Recast the items from the line with "nose in this photo, one line per instance." up to and including the line with "(1177, 458)" as a two-column CSV with the headers item and answer. Give one row per item, with the item's text and its answer each in a single quoted field and line breaks turned into spaces.

Data listing
----

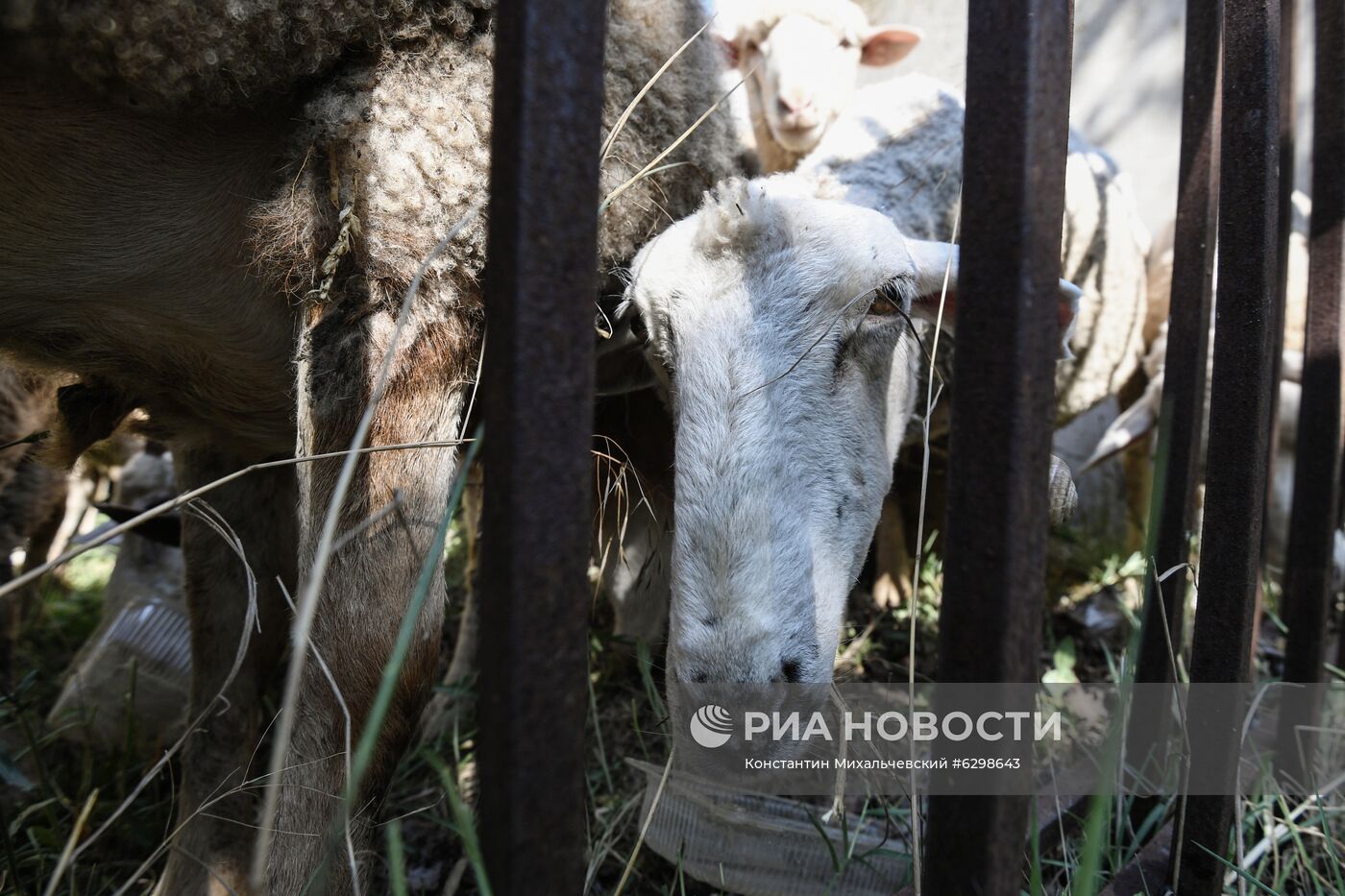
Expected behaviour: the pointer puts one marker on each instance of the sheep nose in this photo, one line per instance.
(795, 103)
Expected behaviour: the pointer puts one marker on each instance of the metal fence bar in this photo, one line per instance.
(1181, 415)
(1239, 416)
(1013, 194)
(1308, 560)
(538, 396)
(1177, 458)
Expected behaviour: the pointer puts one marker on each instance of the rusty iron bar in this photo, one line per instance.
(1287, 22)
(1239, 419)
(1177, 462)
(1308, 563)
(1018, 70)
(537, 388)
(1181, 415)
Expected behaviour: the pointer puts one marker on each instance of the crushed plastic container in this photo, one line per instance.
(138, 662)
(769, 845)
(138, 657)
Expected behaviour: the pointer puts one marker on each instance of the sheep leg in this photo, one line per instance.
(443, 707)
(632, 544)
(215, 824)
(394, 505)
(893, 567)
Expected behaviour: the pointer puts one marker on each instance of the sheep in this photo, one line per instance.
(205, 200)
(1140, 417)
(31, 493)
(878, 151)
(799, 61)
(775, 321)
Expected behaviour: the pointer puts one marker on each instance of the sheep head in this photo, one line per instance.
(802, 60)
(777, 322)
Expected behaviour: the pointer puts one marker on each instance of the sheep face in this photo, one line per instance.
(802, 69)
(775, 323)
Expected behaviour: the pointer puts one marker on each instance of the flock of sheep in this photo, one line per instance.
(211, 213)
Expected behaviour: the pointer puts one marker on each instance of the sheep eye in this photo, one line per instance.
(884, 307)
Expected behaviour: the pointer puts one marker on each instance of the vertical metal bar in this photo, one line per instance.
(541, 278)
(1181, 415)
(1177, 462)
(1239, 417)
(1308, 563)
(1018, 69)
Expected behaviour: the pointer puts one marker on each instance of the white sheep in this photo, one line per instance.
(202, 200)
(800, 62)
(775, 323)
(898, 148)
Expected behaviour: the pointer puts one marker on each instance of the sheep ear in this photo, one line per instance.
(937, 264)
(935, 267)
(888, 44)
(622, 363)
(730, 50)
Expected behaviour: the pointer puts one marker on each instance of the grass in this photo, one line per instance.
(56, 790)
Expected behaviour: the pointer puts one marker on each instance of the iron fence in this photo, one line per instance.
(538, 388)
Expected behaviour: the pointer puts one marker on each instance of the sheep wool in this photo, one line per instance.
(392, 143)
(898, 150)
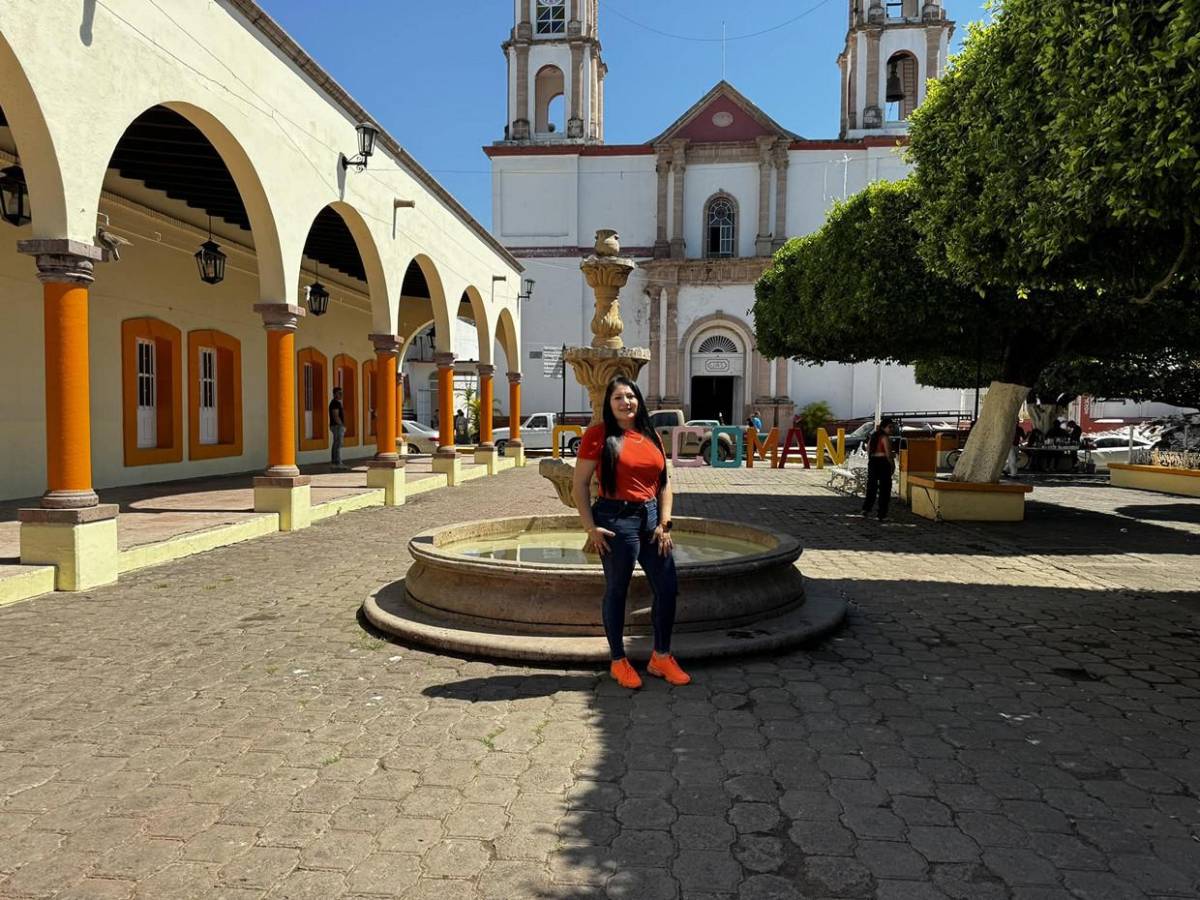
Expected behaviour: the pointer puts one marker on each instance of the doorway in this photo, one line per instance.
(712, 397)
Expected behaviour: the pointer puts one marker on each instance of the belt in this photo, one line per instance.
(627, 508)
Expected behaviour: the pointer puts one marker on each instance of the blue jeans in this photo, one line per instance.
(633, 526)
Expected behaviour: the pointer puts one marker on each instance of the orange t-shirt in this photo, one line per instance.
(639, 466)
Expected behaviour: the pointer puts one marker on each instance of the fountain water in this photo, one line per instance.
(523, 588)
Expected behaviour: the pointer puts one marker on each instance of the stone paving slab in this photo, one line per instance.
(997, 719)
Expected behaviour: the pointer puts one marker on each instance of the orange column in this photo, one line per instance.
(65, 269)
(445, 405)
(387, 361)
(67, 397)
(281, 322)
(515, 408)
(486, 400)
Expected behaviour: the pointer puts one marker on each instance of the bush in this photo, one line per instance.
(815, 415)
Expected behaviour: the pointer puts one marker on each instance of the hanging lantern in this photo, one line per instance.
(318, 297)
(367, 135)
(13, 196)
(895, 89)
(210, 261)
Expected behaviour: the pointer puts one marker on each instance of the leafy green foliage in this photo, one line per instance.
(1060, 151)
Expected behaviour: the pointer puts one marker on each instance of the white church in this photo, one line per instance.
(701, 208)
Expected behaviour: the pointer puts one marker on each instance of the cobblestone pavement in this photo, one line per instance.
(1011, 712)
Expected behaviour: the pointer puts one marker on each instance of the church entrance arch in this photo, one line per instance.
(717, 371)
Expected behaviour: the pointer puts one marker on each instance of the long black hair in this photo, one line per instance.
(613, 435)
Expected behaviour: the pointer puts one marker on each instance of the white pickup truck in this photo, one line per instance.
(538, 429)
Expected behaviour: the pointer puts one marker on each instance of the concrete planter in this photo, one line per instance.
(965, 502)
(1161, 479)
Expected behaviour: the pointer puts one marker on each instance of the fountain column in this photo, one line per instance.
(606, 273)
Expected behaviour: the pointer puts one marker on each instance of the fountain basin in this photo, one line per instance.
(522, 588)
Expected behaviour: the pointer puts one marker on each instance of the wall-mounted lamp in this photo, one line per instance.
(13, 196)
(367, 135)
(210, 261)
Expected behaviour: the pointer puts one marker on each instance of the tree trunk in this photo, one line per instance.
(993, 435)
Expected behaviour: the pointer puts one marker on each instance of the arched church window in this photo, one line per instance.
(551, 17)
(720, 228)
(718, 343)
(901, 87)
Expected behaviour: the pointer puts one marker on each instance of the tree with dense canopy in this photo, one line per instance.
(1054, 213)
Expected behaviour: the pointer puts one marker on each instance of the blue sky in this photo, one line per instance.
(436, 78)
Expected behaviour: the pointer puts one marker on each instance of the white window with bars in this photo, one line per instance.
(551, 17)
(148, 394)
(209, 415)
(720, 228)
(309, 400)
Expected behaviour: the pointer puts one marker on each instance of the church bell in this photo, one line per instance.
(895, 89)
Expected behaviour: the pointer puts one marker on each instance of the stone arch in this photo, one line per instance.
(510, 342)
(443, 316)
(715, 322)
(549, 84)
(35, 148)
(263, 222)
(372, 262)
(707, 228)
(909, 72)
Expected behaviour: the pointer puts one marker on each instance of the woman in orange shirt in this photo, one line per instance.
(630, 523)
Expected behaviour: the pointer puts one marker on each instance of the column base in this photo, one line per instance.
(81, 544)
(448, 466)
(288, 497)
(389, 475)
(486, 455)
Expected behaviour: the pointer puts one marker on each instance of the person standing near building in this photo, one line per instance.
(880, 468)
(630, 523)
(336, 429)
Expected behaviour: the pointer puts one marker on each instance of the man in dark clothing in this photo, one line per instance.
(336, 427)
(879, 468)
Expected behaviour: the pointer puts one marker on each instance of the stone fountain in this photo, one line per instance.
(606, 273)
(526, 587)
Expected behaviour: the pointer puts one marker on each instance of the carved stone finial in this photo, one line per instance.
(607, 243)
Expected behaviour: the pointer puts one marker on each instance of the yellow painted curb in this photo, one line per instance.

----

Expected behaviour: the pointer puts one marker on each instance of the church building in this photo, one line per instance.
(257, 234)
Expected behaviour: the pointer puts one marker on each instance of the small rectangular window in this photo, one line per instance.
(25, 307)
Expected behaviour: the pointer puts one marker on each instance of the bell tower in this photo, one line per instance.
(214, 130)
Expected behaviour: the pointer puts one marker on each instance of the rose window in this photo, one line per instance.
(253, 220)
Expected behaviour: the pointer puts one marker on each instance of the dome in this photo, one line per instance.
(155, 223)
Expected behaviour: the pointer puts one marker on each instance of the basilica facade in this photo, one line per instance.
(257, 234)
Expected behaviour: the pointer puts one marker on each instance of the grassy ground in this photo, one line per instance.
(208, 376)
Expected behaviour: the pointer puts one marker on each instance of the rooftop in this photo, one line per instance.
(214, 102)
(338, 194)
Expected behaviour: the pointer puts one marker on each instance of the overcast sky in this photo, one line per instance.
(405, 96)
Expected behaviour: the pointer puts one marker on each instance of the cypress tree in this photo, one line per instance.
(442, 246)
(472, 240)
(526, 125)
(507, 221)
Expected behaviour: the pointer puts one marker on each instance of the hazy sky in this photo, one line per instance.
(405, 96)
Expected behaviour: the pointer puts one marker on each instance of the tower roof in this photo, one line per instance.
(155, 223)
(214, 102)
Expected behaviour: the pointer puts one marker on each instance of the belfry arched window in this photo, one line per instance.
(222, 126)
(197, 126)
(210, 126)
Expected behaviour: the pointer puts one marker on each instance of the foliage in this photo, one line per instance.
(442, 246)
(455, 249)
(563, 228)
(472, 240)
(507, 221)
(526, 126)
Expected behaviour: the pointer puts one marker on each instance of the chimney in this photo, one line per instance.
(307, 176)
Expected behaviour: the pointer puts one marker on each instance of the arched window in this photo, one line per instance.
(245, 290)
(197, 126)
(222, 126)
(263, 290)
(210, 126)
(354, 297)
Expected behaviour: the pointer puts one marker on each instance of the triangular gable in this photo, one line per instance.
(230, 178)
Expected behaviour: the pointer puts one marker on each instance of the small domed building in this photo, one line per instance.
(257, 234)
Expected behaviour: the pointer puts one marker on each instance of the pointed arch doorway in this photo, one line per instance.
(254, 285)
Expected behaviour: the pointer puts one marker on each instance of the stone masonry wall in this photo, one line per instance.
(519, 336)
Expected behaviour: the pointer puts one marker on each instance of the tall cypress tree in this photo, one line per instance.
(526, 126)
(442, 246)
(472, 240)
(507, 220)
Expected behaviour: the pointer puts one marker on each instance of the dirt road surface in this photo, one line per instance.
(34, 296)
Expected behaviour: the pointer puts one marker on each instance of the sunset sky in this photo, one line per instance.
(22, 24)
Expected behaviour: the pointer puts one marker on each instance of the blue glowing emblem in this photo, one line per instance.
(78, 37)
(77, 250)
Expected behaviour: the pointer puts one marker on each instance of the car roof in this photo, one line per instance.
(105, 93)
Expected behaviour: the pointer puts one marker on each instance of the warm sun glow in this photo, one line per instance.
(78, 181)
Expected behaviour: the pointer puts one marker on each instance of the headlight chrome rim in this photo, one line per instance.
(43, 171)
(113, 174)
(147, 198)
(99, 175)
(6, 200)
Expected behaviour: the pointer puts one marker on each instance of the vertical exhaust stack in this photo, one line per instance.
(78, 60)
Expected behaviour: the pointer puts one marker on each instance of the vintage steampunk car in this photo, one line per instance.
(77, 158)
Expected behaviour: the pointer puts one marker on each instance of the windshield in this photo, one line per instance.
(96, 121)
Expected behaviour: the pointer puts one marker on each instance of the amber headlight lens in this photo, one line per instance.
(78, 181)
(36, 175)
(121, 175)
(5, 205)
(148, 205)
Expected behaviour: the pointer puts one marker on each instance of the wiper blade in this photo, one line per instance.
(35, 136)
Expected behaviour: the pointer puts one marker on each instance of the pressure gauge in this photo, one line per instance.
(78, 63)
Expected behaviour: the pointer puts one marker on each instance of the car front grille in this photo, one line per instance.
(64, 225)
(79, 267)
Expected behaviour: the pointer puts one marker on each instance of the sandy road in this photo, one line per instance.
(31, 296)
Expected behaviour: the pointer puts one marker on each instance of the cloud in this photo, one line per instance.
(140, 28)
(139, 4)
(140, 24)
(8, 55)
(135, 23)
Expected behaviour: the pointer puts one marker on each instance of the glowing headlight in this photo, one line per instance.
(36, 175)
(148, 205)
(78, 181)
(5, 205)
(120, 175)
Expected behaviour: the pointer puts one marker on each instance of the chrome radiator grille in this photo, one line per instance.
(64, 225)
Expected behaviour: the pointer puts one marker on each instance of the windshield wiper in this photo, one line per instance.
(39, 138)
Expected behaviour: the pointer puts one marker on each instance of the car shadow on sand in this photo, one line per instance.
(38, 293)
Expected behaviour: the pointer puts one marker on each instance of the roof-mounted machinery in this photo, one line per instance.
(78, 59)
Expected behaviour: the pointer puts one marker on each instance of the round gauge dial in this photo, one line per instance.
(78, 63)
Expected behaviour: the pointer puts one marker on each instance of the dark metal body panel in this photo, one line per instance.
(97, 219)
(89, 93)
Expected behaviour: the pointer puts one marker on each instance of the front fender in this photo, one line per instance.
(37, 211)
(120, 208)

----

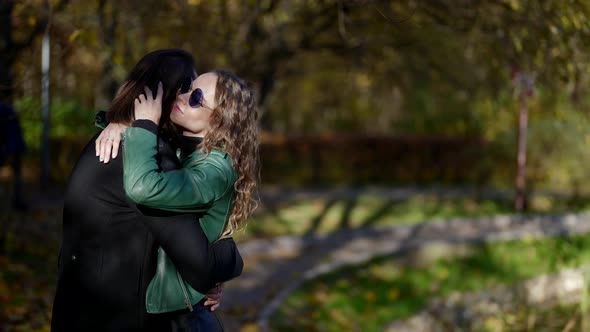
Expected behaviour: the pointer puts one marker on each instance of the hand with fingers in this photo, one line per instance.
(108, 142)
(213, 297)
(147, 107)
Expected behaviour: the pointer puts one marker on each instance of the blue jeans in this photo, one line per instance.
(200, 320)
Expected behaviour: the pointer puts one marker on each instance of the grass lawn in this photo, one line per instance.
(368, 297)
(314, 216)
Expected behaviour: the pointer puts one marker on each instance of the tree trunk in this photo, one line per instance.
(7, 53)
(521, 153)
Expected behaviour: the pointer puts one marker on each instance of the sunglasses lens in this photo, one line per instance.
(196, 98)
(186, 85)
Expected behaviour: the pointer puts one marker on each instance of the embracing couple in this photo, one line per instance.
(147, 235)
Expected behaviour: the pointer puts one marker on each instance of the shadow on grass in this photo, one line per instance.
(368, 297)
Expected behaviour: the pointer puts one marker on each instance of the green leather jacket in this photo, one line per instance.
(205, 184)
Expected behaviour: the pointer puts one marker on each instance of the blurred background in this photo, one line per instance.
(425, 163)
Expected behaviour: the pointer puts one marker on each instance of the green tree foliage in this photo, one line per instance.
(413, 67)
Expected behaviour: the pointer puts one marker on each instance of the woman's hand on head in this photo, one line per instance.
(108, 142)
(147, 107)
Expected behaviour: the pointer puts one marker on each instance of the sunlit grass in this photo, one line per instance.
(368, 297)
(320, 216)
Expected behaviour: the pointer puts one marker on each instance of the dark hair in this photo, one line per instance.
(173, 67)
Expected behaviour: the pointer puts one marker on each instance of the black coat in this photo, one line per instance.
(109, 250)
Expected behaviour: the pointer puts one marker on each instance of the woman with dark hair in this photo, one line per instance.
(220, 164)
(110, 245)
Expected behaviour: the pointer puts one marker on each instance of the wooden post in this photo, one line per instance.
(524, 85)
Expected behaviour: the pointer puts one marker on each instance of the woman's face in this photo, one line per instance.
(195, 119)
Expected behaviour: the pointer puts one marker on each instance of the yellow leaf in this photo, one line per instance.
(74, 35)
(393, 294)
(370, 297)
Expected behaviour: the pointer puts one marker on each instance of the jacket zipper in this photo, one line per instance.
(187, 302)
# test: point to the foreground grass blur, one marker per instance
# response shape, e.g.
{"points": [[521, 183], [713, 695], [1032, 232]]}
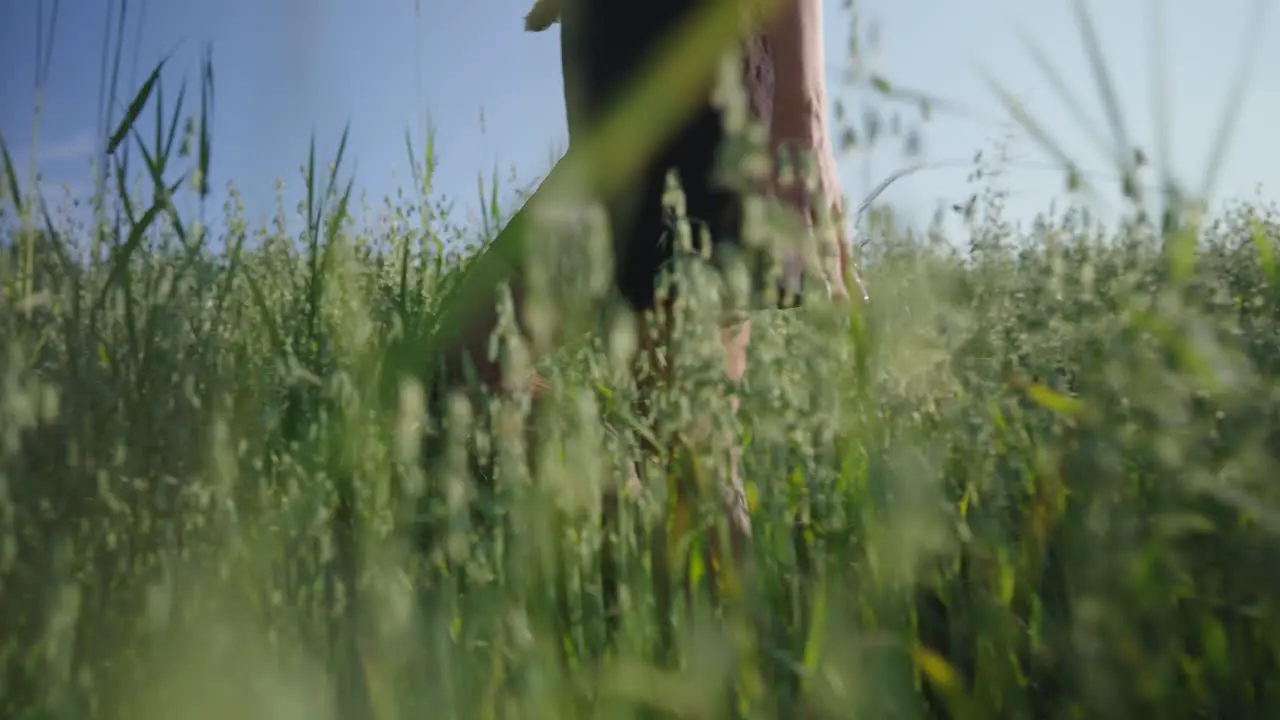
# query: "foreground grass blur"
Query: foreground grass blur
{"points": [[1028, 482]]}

----

◆ Complete output:
item,answer
"Expected behaviour: the pointer puts one marker on each instance of the sheep nose in this photo, one line per instance.","(795, 103)"
"Expected behaviour: the pointer puts one marker on each instance of the metal fence bar in this photo, one line per instance.","(1181, 415) (1239, 416) (1013, 194) (1308, 560) (538, 396) (1177, 458)"